» **Description of the task**
Copy out the listing that follows, exactly, without its pictures.

» **Dataset excerpts**
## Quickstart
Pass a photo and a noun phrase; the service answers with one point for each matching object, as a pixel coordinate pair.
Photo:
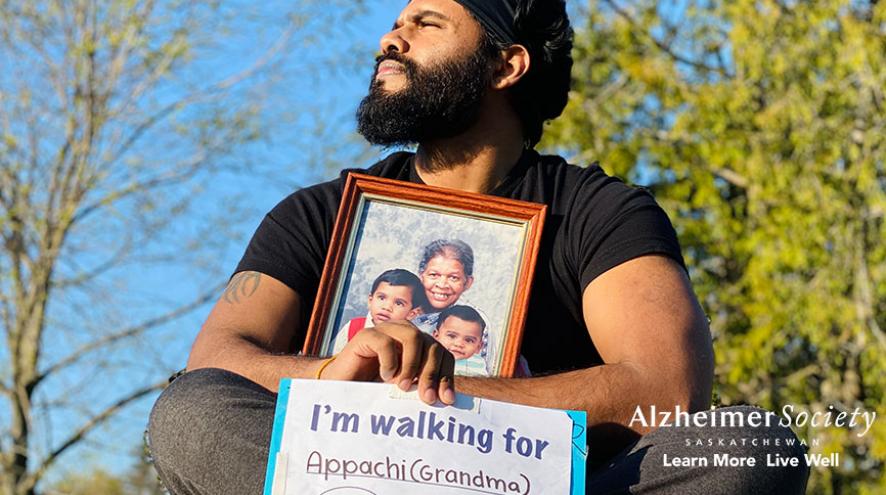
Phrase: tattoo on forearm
(242, 285)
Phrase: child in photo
(462, 331)
(395, 295)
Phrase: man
(613, 324)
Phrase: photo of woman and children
(429, 300)
(451, 276)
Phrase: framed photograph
(458, 265)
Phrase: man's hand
(397, 352)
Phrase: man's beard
(437, 102)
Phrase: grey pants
(210, 430)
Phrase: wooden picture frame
(385, 226)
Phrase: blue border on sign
(277, 432)
(579, 450)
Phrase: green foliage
(761, 128)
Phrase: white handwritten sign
(347, 438)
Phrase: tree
(759, 126)
(114, 117)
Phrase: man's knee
(202, 423)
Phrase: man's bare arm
(653, 337)
(250, 332)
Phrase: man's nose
(393, 41)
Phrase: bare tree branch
(31, 480)
(132, 331)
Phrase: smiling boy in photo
(395, 295)
(462, 331)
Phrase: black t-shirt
(594, 222)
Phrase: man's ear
(513, 65)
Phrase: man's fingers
(377, 345)
(447, 379)
(414, 350)
(429, 378)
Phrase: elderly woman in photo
(446, 271)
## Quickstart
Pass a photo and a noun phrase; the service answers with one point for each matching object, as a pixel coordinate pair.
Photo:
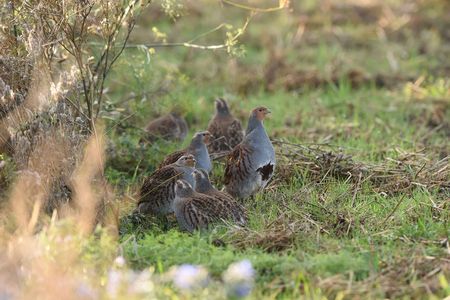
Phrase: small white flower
(242, 270)
(239, 278)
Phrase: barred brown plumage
(197, 148)
(196, 211)
(158, 190)
(226, 130)
(233, 210)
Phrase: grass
(316, 231)
(331, 236)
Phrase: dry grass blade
(410, 171)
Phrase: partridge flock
(181, 184)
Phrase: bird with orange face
(251, 164)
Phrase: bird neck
(254, 124)
(203, 186)
(184, 193)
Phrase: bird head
(186, 161)
(222, 106)
(202, 136)
(260, 112)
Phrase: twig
(394, 210)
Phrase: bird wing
(238, 163)
(235, 133)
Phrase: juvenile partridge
(234, 211)
(197, 148)
(251, 164)
(226, 130)
(194, 210)
(158, 190)
(168, 127)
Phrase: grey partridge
(226, 129)
(251, 164)
(158, 190)
(234, 210)
(168, 127)
(197, 148)
(196, 211)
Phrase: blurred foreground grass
(368, 79)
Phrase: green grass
(361, 243)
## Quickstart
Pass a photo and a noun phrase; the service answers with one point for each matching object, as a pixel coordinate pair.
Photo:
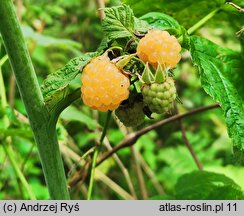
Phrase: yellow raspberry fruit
(104, 87)
(159, 46)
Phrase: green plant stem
(202, 21)
(96, 152)
(39, 117)
(6, 146)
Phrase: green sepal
(147, 75)
(160, 75)
(124, 61)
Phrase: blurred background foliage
(59, 30)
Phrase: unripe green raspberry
(131, 115)
(159, 97)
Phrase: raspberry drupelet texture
(131, 115)
(159, 46)
(104, 87)
(159, 97)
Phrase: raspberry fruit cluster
(104, 86)
(106, 83)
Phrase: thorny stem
(6, 146)
(189, 146)
(96, 152)
(139, 173)
(133, 137)
(39, 117)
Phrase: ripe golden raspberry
(159, 46)
(104, 87)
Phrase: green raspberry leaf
(162, 21)
(121, 23)
(55, 87)
(221, 72)
(207, 185)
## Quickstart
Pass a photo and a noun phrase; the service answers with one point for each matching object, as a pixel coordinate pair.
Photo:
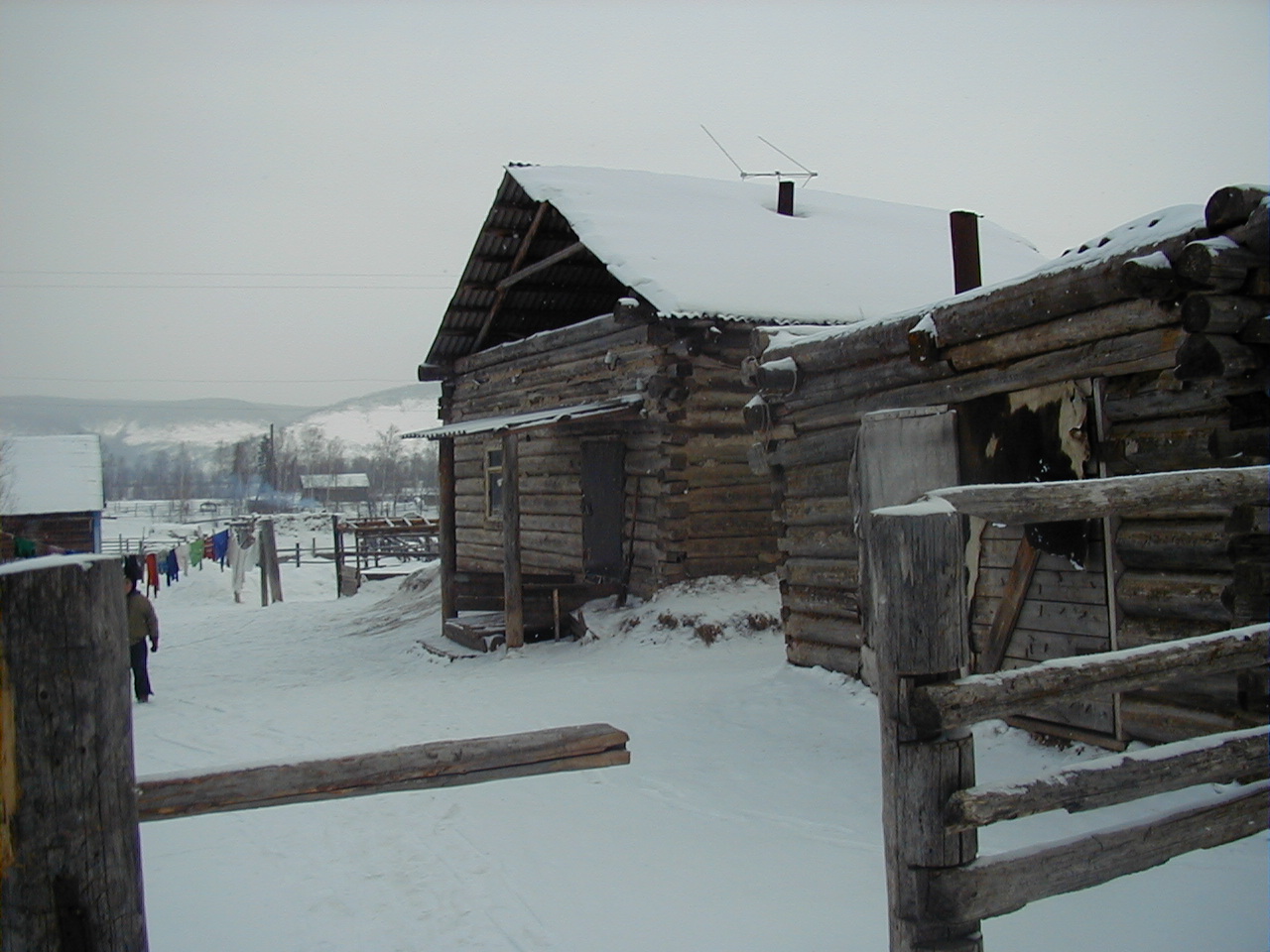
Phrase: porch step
(481, 631)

» **Solution to this task**
## Quickstart
Pass a photo and a noun phrase; the service answers with one point for each matching object, as a pixel coordinate pair.
Photo:
Phrase: tattoo on forearm
(242, 285)
Phrase: child in photo
(462, 331)
(395, 295)
Phrase: man
(613, 324)
Phrase: photo of woman and children
(429, 300)
(451, 276)
Phrase: framed photograph
(458, 265)
Phrase: man's hand
(397, 352)
Phrase: man's beard
(437, 102)
Phrase: grey pants
(210, 430)
Phrase: wooden picture frame
(385, 226)
Phrase: blue border on sign
(277, 432)
(579, 450)
Phrase: green foliage
(761, 128)
Phrase: white handwritten sign
(347, 438)
Phrase: tree
(759, 126)
(114, 117)
Phrase: man's knee
(202, 423)
Phrase: man's bare arm
(653, 337)
(250, 332)
Phrase: man's nose
(393, 41)
Phrase: bare tree branch
(31, 480)
(132, 331)
Phrase: smiling boy in photo
(395, 295)
(462, 331)
Phrase: black t-shirt
(594, 222)
Phrase: man's ear
(513, 65)
Phrase: man's fingers
(377, 345)
(447, 379)
(414, 350)
(429, 378)
Phrase: elderly woman in photo
(446, 271)
## Quickstart
Pass a photo and a noun phrase; the service answers with one point for each matching object, as a pixel coordinate pair.
Photo:
Phrase: small white flower
(242, 270)
(239, 278)
Phrase: barred brown plumage
(197, 148)
(196, 211)
(158, 190)
(226, 130)
(233, 210)
Phrase: grass
(316, 231)
(331, 236)
Phrase: dry grass blade
(410, 171)
Phrase: partridge flock
(181, 184)
Phrase: bird with orange face
(251, 164)
Phrase: bird neck
(254, 124)
(203, 186)
(184, 193)
Phrase: bird head
(186, 161)
(222, 106)
(202, 136)
(260, 112)
Phrase: twig
(394, 210)
Phrase: bird wing
(238, 163)
(235, 133)
Phrase: juvenile partridge
(234, 211)
(197, 148)
(251, 164)
(226, 130)
(194, 210)
(158, 190)
(168, 127)
Phrase: grey partridge
(226, 129)
(251, 164)
(158, 190)
(234, 210)
(168, 127)
(197, 148)
(196, 211)
Phrase: blurred foreground grass
(368, 79)
Phrase: green grass
(361, 243)
## Quickstart
Pass a photo and a noun phrase; the service answers with one point for each matching object, as a pixel coordinate pair.
Photo:
Phrase: yellow raspberry fruit
(104, 87)
(159, 46)
Phrase: green plant stem
(202, 21)
(96, 152)
(39, 117)
(6, 146)
Phrase: green sepal
(147, 75)
(160, 75)
(124, 61)
Phrase: blurred background foliage
(59, 30)
Phrase: unripe green raspberry
(131, 115)
(159, 97)
Phrase: raspberry drupelet texture
(131, 115)
(159, 46)
(104, 87)
(159, 97)
Phrase: raspberry fruit cluster
(104, 86)
(106, 83)
Phrase: thorny stem
(6, 146)
(189, 146)
(96, 152)
(139, 173)
(133, 137)
(39, 117)
Phrase: ripe golden raspberry
(159, 46)
(104, 87)
Phrase: green raspberry leaf
(162, 21)
(121, 23)
(55, 87)
(221, 72)
(207, 185)
## Quickstart
Pass a photo and a noun phrase; the service answers with one point for each matching object, as a pixel coordinate pair.
Photo:
Phrase: porch step
(481, 631)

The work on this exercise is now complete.